Work item:
In the records below, find the line that contains "The resolver MUST return, for each instance of the bicycle cable" and repeat it, along with each line after it, exactly as written.

Input for this task:
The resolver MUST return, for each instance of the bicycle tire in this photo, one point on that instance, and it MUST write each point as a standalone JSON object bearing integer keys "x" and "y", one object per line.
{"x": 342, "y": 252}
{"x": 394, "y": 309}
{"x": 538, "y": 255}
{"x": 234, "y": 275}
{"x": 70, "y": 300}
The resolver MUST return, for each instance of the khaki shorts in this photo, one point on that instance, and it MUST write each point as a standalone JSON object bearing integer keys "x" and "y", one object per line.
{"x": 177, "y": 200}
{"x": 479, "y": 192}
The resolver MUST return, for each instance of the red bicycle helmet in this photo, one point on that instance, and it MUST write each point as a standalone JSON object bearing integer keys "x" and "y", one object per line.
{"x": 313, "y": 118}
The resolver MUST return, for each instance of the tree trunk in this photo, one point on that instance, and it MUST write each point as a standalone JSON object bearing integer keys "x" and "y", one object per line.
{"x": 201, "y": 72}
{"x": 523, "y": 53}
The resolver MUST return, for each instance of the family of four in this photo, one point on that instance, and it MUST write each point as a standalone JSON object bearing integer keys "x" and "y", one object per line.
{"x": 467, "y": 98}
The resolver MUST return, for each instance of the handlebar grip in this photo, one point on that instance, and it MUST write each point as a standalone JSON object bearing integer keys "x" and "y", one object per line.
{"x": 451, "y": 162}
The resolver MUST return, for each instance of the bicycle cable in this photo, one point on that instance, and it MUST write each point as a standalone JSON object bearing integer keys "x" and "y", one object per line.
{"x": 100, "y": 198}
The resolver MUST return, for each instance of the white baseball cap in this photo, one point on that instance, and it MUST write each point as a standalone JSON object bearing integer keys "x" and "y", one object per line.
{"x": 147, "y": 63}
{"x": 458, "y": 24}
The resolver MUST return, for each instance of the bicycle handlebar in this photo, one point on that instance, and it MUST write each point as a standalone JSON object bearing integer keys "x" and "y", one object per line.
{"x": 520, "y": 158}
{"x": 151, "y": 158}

Task answer:
The resolver MUST return, for each instance of the bicycle cable in this photo, one point on that instance, and it MUST write each point as a standalone JSON object bearing integer keys "x" and "y", one object per line.
{"x": 100, "y": 198}
The resolver MUST return, for each instance of the white baseball cap in this photo, one point on that instance, and it MUST write each point as a standalone JSON object bearing integer keys "x" and "y", one object per line.
{"x": 147, "y": 63}
{"x": 458, "y": 24}
The resolver MUST return, for each instance of the bicycle handlebar in this photo, one point on that instance, and it MUST write each point as a standalone JSON object bearing integer keys "x" and "y", one object per line.
{"x": 520, "y": 158}
{"x": 151, "y": 158}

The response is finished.